[begin Supplied records]
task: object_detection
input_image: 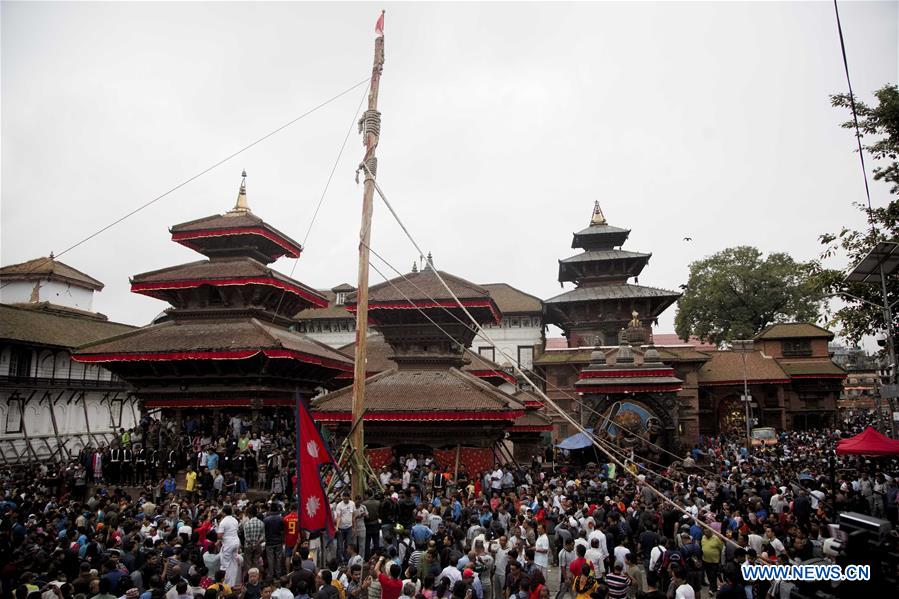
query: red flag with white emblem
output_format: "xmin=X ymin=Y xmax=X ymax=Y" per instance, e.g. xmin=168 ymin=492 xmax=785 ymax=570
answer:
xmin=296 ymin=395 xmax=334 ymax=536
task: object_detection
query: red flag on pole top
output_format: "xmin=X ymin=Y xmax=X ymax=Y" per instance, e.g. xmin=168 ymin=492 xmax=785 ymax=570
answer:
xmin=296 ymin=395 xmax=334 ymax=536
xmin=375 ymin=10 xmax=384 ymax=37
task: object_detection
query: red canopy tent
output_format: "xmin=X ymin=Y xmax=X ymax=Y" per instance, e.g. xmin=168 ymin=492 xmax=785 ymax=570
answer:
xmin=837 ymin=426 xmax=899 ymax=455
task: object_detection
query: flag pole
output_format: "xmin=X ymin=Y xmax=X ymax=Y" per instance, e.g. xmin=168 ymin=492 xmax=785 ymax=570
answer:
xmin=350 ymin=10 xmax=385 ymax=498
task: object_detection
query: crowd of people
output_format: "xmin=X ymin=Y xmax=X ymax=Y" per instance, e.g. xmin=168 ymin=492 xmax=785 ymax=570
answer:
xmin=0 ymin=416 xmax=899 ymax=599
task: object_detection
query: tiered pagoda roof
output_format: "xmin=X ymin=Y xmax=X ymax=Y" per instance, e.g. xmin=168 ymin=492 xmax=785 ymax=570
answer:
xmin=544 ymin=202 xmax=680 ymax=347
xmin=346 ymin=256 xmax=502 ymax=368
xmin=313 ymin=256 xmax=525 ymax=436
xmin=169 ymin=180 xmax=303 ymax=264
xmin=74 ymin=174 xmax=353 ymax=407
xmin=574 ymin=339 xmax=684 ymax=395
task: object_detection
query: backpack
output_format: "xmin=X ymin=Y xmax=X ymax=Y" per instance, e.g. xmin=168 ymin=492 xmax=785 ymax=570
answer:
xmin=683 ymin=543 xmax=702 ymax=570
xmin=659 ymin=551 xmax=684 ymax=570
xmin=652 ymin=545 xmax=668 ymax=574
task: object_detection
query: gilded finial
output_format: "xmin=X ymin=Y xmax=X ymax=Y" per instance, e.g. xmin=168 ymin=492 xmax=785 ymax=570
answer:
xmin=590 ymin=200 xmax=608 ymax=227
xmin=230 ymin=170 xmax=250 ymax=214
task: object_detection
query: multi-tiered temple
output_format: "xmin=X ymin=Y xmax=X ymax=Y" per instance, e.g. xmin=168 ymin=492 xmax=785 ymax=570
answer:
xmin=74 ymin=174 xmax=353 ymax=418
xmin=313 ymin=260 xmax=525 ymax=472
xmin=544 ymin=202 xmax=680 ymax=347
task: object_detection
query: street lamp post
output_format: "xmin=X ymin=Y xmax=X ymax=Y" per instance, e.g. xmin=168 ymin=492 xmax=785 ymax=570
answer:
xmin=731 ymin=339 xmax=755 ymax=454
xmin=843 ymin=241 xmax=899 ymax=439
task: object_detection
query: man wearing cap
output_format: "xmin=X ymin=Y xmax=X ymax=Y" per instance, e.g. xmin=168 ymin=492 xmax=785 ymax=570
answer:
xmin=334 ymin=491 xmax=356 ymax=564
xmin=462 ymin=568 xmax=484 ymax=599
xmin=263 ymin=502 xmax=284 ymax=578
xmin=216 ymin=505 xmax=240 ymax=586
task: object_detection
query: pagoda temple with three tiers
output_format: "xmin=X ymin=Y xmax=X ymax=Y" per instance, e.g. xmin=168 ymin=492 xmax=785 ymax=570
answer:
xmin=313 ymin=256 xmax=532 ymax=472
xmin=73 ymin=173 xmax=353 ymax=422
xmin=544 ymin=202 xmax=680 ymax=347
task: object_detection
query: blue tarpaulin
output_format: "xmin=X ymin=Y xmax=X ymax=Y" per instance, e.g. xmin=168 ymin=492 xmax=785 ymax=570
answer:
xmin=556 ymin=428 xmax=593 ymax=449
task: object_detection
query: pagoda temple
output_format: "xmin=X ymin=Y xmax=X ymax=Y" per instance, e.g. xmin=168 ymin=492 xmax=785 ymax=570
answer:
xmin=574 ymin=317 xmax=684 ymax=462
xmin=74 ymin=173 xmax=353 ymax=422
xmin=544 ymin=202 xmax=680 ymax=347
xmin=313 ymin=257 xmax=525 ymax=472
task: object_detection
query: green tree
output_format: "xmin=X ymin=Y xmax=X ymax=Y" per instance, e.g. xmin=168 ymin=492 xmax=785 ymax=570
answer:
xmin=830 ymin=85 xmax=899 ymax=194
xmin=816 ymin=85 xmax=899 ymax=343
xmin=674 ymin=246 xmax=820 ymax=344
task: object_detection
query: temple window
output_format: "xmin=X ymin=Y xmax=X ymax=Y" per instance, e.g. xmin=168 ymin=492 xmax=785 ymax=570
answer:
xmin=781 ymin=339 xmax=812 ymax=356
[end Supplied records]
Written problem =
Lay out the stretch of rows from the start of the rows through the line containing "xmin=375 ymin=10 xmax=384 ymax=37" as a Markdown table with the columns Number and Line, numbering each line in order and skipping blank lines. Leave the picture out of the answer.

The completed task =
| Number | Line |
|---|---|
| 1 | task: object_detection |
| 2 | input_image:  |
| 3 | query: red flag with white emblem |
| 4 | output_format: "xmin=X ymin=Y xmax=X ymax=Y" per instance, e.g. xmin=168 ymin=492 xmax=785 ymax=570 |
| 5 | answer: |
| 6 | xmin=296 ymin=395 xmax=334 ymax=536 |
| 7 | task: object_detection |
| 8 | query: red flag on pole top |
| 9 | output_format: "xmin=X ymin=Y xmax=X ymax=Y" per instance, e.g. xmin=168 ymin=492 xmax=785 ymax=570 |
| 10 | answer: |
| 11 | xmin=296 ymin=395 xmax=334 ymax=536 |
| 12 | xmin=375 ymin=10 xmax=384 ymax=37 |